Large scale study says group nature walks linked with significantly lower depression and perceived stress, enhanced mental well-being

They are common suggestions to remedy stress:
You just need a breath of fresh air. Walk it off. Get out and see people. 

Turns out all those things combined may in fact make you feel better – a lot better – a new large scale study suggests.

Researchers evaluated 1,991 participants from the Walking for Health program in England, which helps facilitate nearly 3,000 weekly walks and draws more than 70,000 regular walkers a year.

Group nature walks are linked with significantly lower depression, less perceived stress and enhanced mental health and well-being, according to the study conducted by the University of Michigan, with partners from De Montfort University, James Hutton Institute, and Edge Hill University in the United Kingdom.

People who had recently experienced stressful life events like a serious illness, death of a loved one, marital separation or unemployment especially saw a mood boost after outdoor group walks.

* _TASK PROMPT_
Continue the article on group nature walks and mental health, starting right after its final sentence. The material that follows is not required for this work.

* _DATA BLOCK_
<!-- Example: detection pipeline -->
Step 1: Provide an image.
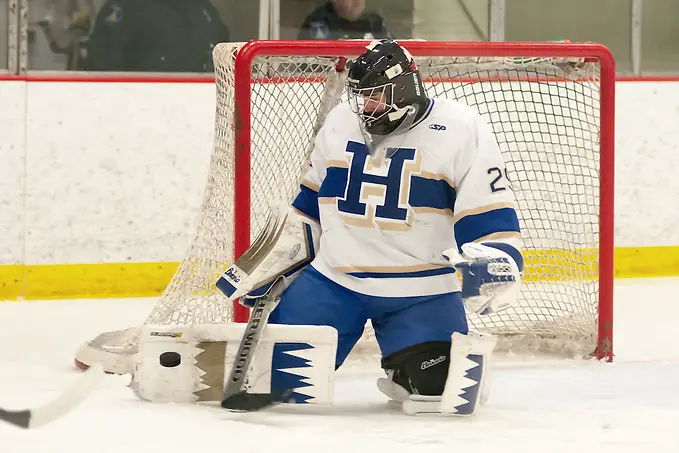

* _RESPONSE_
“We hear people say they feel better after a walk or going outside but there haven’t been many studies of this large size to support the conclusion that these behaviors actually improve your mental health and well-being,” says senior author Sara Warber, M.D.

“Walking is an inexpensive, low risk and accessible form of exercise and it turns out that combined with nature and group settings, it may be a very powerful, under-utilized stress buster. Our findings suggest that something as simple as joining an outdoor walking group may not only improve someone’s daily positive emotions but may also contribute a non-pharmacological approach to serious conditions like depression.”